## Prompt
Copy out word for word the lines below that begin at the line containing "For every instance of the thatched" and run through the end of the records.

[Stored records]

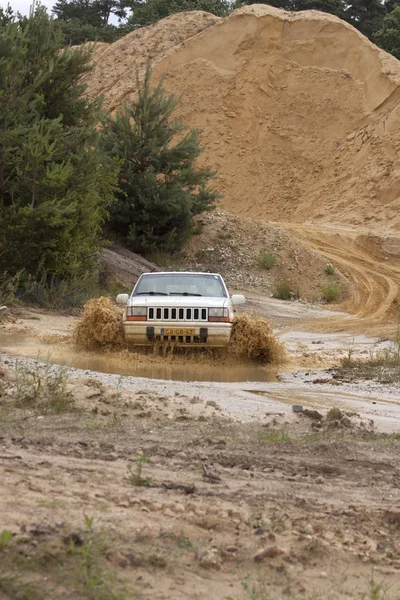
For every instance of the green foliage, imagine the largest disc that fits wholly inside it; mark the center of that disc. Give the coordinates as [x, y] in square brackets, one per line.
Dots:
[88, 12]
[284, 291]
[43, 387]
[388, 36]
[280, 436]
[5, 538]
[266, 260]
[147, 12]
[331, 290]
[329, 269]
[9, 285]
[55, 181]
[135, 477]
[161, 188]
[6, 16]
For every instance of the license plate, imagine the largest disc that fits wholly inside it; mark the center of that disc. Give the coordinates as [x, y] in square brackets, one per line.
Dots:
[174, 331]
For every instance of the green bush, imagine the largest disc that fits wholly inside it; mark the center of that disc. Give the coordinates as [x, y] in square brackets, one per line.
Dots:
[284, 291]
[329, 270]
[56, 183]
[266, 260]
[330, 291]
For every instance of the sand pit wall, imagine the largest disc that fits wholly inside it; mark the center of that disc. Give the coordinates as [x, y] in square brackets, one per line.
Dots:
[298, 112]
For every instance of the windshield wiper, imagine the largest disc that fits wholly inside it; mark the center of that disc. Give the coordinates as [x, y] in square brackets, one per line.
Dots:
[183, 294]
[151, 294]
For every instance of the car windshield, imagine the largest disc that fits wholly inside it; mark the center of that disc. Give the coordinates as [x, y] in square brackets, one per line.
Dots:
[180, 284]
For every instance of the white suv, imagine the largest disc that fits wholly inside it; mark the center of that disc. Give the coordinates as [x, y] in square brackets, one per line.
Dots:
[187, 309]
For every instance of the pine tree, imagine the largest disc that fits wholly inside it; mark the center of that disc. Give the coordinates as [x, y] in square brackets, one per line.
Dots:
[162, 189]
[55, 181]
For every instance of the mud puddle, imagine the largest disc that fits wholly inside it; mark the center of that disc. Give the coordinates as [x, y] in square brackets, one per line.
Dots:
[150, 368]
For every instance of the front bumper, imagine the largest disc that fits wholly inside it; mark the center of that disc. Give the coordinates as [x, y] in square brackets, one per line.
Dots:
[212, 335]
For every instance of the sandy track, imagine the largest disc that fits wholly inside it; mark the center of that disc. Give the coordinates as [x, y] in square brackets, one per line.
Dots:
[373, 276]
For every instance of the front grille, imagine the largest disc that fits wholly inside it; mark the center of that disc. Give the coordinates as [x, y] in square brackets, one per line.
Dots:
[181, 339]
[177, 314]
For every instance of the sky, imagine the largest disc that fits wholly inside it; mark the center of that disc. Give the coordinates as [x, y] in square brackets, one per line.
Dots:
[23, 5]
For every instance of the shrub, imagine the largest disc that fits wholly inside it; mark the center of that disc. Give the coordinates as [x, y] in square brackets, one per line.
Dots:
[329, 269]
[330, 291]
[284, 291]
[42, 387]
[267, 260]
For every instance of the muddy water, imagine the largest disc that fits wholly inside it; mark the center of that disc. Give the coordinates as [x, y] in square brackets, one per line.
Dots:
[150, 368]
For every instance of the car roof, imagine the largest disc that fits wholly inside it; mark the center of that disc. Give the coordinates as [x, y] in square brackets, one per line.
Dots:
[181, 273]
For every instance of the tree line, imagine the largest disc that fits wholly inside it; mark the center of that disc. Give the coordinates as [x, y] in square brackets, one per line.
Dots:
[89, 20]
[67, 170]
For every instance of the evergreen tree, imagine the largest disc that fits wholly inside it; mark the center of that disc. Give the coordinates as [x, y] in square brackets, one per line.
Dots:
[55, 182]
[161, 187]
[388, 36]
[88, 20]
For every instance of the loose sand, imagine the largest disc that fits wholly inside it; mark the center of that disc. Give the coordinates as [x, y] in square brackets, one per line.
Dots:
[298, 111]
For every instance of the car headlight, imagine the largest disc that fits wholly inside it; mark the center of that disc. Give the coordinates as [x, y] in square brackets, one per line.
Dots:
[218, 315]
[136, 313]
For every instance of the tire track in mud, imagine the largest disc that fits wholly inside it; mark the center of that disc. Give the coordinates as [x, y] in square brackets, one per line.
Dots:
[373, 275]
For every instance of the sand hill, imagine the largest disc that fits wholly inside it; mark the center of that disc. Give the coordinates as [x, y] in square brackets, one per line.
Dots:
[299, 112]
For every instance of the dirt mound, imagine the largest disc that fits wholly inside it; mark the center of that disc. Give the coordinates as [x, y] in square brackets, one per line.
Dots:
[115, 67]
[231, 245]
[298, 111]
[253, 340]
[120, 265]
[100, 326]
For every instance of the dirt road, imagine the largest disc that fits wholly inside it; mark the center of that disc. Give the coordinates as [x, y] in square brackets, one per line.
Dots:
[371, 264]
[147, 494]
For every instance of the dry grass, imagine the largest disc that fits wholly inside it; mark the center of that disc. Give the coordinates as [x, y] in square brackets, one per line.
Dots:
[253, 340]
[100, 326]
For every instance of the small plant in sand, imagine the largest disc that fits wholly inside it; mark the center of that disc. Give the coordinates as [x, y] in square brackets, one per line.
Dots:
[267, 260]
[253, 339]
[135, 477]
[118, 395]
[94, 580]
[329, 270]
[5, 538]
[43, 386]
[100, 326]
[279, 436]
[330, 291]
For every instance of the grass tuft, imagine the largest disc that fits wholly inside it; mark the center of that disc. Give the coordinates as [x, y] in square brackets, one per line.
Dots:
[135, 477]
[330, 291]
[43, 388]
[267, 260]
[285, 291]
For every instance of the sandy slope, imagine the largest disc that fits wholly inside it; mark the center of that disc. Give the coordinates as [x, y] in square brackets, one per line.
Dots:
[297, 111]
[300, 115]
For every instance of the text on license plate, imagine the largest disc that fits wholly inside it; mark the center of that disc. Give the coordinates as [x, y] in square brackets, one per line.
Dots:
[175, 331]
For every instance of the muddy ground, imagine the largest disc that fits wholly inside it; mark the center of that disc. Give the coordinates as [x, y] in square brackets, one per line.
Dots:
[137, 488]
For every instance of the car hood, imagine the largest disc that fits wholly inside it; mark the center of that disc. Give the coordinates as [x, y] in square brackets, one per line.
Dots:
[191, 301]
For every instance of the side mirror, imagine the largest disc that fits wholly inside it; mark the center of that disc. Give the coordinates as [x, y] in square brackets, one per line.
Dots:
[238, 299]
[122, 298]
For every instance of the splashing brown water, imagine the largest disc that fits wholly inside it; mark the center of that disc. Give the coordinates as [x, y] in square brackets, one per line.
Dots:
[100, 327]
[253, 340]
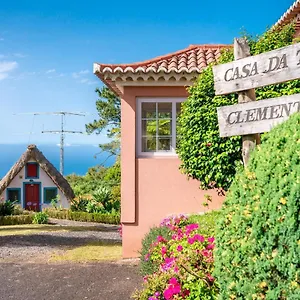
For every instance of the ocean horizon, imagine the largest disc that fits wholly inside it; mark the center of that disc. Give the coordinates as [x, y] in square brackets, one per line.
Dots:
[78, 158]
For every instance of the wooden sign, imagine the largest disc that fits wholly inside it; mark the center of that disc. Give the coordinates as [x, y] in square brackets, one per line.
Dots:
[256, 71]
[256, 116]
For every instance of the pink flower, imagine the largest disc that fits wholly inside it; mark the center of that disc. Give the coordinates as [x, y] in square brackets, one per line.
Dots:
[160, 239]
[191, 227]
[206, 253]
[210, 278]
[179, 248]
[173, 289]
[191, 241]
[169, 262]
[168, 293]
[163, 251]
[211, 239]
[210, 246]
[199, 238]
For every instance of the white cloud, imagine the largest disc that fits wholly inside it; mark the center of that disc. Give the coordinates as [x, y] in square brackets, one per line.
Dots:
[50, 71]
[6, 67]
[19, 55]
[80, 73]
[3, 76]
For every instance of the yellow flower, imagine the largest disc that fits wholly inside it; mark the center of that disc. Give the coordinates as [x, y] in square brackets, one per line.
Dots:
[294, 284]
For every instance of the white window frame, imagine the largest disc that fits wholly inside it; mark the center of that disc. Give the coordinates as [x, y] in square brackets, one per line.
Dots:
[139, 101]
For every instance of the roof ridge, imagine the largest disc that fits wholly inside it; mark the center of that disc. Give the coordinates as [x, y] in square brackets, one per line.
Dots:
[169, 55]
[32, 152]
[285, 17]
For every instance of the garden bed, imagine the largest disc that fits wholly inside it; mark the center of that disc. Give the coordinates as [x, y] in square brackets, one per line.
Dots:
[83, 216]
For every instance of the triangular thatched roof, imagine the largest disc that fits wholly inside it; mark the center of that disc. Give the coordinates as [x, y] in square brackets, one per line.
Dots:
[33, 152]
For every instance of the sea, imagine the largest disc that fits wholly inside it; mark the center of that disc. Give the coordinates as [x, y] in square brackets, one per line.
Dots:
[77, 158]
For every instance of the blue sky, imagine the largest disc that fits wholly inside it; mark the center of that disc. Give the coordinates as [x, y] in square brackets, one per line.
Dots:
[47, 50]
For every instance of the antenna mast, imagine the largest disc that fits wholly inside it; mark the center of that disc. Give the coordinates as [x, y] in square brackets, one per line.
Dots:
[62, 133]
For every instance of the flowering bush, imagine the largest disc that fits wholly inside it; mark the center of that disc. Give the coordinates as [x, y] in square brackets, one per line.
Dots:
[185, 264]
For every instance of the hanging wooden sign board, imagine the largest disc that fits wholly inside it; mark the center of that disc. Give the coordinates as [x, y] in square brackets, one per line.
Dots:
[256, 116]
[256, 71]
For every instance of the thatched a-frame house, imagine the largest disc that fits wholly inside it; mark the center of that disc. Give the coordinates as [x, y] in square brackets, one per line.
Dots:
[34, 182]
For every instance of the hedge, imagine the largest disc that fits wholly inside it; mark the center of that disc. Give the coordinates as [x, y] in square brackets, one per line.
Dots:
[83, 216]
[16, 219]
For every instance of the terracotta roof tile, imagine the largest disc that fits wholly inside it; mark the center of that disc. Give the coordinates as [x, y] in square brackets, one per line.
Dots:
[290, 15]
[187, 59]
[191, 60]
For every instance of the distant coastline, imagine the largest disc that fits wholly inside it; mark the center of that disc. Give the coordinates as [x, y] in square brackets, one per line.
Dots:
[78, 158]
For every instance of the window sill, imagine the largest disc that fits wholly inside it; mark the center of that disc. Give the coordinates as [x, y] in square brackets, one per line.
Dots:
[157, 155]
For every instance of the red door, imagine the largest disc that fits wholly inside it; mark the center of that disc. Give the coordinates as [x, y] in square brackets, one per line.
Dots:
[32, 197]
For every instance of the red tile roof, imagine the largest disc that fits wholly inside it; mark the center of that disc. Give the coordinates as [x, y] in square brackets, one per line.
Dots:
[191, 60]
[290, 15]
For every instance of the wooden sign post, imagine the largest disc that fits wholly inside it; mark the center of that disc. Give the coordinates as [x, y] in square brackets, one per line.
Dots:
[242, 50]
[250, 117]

## Expected output
For every instance of the thatched a-frame house, imagine the largest disc that fits wholly inside it; mark the center of that disc. Give the coordinates as [x, y] in square brackets, one per line.
Dots:
[34, 182]
For every instance of the hedge, imagine the largest disc that fits wholly inside it; mark the center of that disc. Give the coordinates as [x, y] in square brackets, one per line.
Dots:
[83, 216]
[16, 219]
For every instance of the terracotta roof tile, imagine the largest disc that fits wholly inside it; mark the center of that disc. Give the coordinates as [x, y] in square brackets, one per line.
Dots:
[290, 15]
[187, 59]
[191, 60]
For every instance of the distant coastline, imagine the largest disc that fits wholly inside it; mark the center of that disc. Give the coordinates as [x, y] in square brackets, one per line.
Dots:
[78, 158]
For every instance of the window sill, imagine the largest disc that fits wholly inside it; mark the center of that disc. Give the coordinates as [x, y] in square brackets, one per line.
Dots:
[157, 155]
For every instance of the red door, imagine the largest disc that fits wholly inside it; mark the center of that disc. Give the coordinates as [x, y] in square brackets, one per line.
Dots:
[32, 197]
For every instance of the red tile roof, imagine the largest disc that fits wholly inside it; mark the center of that disc. Give the coordinates as [x, y] in square brackets, one per line.
Dots:
[191, 60]
[290, 15]
For every instance of the wooden sign post, imagine the largest disc that fits wholly inside it; mark the center of that disc. Give the coordinates as [x, y] in square brackets, one per line.
Dots:
[242, 50]
[250, 117]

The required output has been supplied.